**Task statement**:
Output all the records below, word for word.

[Record excerpts — start]

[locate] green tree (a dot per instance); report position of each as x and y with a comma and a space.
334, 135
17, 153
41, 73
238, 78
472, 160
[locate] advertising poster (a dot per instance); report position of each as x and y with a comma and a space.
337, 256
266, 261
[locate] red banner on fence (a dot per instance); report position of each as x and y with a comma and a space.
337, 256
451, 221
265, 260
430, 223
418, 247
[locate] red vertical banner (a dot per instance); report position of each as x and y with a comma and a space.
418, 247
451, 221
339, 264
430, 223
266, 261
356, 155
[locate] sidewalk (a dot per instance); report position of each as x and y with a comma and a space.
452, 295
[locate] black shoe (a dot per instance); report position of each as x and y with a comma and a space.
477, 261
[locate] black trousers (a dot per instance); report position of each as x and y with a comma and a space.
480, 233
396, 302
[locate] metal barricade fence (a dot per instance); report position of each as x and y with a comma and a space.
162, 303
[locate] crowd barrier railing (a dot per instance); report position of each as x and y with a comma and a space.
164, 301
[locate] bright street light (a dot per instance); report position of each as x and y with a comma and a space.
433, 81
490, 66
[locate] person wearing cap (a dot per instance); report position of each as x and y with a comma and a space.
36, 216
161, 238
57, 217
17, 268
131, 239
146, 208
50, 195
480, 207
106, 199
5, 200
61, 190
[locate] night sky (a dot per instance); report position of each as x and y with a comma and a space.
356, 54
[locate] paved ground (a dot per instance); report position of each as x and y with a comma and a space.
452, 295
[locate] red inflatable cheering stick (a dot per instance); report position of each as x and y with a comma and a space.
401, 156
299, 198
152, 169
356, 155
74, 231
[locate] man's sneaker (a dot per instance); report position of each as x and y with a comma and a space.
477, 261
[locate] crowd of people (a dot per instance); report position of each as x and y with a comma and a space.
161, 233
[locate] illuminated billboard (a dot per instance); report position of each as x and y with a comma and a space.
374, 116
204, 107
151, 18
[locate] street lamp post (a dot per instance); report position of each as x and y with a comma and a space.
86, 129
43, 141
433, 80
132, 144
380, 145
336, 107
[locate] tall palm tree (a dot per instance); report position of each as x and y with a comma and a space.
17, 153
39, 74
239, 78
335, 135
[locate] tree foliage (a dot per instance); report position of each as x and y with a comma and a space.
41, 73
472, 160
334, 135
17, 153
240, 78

[Record excerpts — finish]

**Result of the task**:
[locate] green tree (a dot per instance); report position of each as x and y with a comma and a space.
334, 135
17, 153
41, 73
238, 78
472, 160
[locate] advertising poster (a dot per instance); report position of each as x and y with a comma and a space.
337, 256
266, 261
[locate] red banner on fence (a dot per instance); report position of each as x and y with a comma and a space.
337, 256
451, 221
265, 260
430, 223
418, 247
[locate] red vertical banner (a dot per instance); report position of each as x and y with a comma and a space.
418, 247
451, 221
339, 264
430, 223
266, 261
356, 155
[locate] sidewalk (a dot per instance); report position of each as x and y with a comma and a space.
452, 295
[locate] black shoe (a dot per instance); report position of each as x and y with a comma and a space.
477, 261
[locate] black trousers (a dot per instance); report position of each as x and y with a comma and a space.
480, 233
396, 302
[locate] metal barricade fence (a dot per instance); report position of each as x and y with a comma and a space.
162, 303
[locate] crowd barrier railing (a dot per instance); report position of each as x and y with a comma and a space.
164, 301
[locate] bright street light (a dot per instance); report position of each as x and y with a comma and a space.
433, 81
490, 66
[locate] person wearing cap (a dot per instance); report position of each as x and y with a comma and a space.
36, 216
161, 238
57, 217
17, 268
131, 239
146, 208
50, 195
480, 207
106, 199
5, 200
61, 190
[locate] night sky (a dot per instance); report position of each as x and y with a comma and a space.
356, 54
[locate] paved ground (a dot per instance); report position of each as x and y with a comma and a space.
452, 295
[locate] red inflatable cheering stick (a dot per instance); report position of each as x and y with a comma and a space.
401, 156
299, 198
152, 169
356, 155
74, 231
[locate] man's sneaker (a dot per instance); report position of each as x and y with a comma and a space.
477, 261
[locate] crowd of people (a dot per instance); report position of each as x and y with a comma and a space.
161, 233
[locate] illuminated billboard (a dot per instance); report position of each as x and y with a comma and a space.
374, 116
204, 107
151, 18
[locate] street lamp post (a dot per instance); report position of each as x and y with a comma and a space.
86, 129
43, 141
433, 80
132, 144
380, 145
336, 107
[locate] tall palm tree (a dot per instance); report position of each as x and y with a comma and a space.
17, 153
39, 74
239, 78
335, 135
[locate] tree foliage (a dot per instance); report position of each as x and y with a comma and a space.
41, 73
472, 160
334, 135
17, 153
240, 78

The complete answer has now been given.